_WHAT THIS EXERCISE ASKS_
A) In the essay on fixed and growth mindsets below, who first coined the term "fixed mindset"?
B) Write out the part of the mindset essay below from "I sought out" to "stopped trying altogether.", word for word.

Updated: Mar 11, 2021

By Lamisa H.

Collage by The Pvblication

I grew up around a lot of smart kids. Children who were placed in gifted and talented classes and who seemed to comfortably move onto selective schools and succeed in everything they tried. In my school I was the only brown person, so being “smart” was the only category I could fit myself into. I tried to live up to it by carefully curating an identity of self-assured intelligence that I never let slip. I pretended to finish books that I wasn’t even halfway through. I stole the Pre-Uni answer booklets from my parents because I could not confidently answer the questions on my own. I grew up feeling like a fraud.


I sought out validation of my intelligence from my peers, instead of actually trying to better myself in my studies, and this mindset followed me into university. What this looked like was hiding my work from my peers and not trying in tasks in the first place, for fear that my subsequent failure would be my fault. Hearing my friends say “I didn’t even study for this” before acing a test re - affirmed my belief that intelligence was gifted and effort wasn’t necessary for the talented to succeed. I thought my passion for teaching would carry me through university with flying colours, so naturally, when it didn’t, I stopped trying altogether.

Dr Carol Dweck was the first to coin the term ‘fixed mindset,’ which is the belief that talent, rather than effort, generates success — that you are either good or bad at something and there is no changing that. Many of us still innately believe that while you can learn new things, the intelligence you were born with can never grow. In a ‘growth mindset’, people realise that they are capable of changing and growing their most basic abilities, like intelligence and talent, through effort and dedication. A growth mindset is imperative in achieving what a fixed mindset would never allow us to believe that we are capable of attaining. The view you adopt for yourself profoundly affects the way you lead your life and the successes you are capable of achieving.

_STORED RECORDS_

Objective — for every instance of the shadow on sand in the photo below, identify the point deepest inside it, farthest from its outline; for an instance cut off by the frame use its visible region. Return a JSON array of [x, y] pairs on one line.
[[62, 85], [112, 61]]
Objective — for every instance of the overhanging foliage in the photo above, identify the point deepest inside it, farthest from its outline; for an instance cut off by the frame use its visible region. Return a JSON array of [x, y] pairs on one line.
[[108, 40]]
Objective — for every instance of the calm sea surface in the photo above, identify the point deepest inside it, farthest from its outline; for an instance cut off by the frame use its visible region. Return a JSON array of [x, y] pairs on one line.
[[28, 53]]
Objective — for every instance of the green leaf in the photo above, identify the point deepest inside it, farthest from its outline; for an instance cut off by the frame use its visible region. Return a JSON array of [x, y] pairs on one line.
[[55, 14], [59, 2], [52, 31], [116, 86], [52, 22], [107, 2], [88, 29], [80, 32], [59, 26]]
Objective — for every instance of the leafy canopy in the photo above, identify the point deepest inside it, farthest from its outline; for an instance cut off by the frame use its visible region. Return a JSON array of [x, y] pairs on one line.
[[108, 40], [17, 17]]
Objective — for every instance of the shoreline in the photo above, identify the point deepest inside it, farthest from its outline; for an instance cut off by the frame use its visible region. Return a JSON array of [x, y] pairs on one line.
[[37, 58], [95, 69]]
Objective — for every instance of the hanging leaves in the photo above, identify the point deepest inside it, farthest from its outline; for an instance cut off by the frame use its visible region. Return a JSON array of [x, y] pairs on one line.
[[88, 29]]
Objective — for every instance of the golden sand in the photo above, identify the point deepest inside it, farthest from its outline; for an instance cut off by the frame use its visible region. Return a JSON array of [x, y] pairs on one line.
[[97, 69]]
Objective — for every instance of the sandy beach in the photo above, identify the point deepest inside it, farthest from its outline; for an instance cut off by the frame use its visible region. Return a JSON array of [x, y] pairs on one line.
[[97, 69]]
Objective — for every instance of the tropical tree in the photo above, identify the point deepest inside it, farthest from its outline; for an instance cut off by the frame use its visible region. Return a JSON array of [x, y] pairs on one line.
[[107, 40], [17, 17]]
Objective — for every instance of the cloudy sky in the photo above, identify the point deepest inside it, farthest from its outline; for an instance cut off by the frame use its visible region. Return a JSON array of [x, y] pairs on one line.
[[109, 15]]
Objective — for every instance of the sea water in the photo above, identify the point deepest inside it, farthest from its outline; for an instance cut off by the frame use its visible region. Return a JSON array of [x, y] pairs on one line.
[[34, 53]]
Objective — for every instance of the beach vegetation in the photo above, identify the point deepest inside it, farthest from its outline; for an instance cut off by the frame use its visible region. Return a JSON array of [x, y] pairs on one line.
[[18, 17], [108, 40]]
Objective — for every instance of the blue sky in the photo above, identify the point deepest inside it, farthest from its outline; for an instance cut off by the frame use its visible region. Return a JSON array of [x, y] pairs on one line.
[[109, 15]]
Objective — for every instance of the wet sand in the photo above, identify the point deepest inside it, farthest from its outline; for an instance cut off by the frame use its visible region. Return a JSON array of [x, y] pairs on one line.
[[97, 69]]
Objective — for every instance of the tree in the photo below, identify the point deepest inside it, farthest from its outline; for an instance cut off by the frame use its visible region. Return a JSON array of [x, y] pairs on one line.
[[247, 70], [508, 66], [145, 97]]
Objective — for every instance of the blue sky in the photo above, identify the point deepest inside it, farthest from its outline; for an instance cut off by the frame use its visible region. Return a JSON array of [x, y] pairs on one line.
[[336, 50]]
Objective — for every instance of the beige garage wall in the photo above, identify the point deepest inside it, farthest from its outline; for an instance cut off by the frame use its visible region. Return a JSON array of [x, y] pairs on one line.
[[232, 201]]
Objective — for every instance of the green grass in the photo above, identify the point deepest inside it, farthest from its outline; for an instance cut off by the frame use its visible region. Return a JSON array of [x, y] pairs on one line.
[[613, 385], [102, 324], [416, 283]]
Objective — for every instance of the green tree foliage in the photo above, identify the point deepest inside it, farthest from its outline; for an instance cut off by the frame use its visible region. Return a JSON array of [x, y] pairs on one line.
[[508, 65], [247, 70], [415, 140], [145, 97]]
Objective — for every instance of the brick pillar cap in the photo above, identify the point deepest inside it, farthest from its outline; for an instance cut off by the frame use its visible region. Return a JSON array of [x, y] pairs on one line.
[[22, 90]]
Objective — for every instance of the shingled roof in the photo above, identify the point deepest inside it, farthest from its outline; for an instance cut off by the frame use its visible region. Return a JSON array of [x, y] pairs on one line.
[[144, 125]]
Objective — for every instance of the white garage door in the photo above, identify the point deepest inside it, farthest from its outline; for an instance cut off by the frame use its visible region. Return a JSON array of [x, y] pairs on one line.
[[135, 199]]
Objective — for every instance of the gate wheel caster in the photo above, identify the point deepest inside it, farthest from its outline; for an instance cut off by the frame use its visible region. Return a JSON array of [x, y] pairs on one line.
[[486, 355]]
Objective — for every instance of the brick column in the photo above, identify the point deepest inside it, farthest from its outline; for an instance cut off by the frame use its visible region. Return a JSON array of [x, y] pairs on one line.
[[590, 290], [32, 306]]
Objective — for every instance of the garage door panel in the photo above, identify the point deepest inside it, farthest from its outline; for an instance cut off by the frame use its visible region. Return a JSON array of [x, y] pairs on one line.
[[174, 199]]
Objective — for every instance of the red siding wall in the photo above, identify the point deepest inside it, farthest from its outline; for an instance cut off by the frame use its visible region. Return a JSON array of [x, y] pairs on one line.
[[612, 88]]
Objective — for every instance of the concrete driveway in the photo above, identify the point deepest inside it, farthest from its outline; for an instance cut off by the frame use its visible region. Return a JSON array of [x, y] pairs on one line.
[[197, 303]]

_PROBLEM SOLUTIONS_
A) Dr Carol Dweck

B)
I sought out validation of my intelligence from my peers, instead of actually trying to better myself in my studies, and this mindset followed me into university. What this looked like was hiding my work from my peers and not trying in tasks in the first place, for fear that my subsequent failure would be my fault. Hearing my friends say “I didn’t even study for this” before acing a test re - affirmed my belief that intelligence was gifted and effort wasn’t necessary for the talented to succeed. I thought my passion for teaching would carry me through university with flying colours, so naturally, when it didn’t, I stopped trying altogether.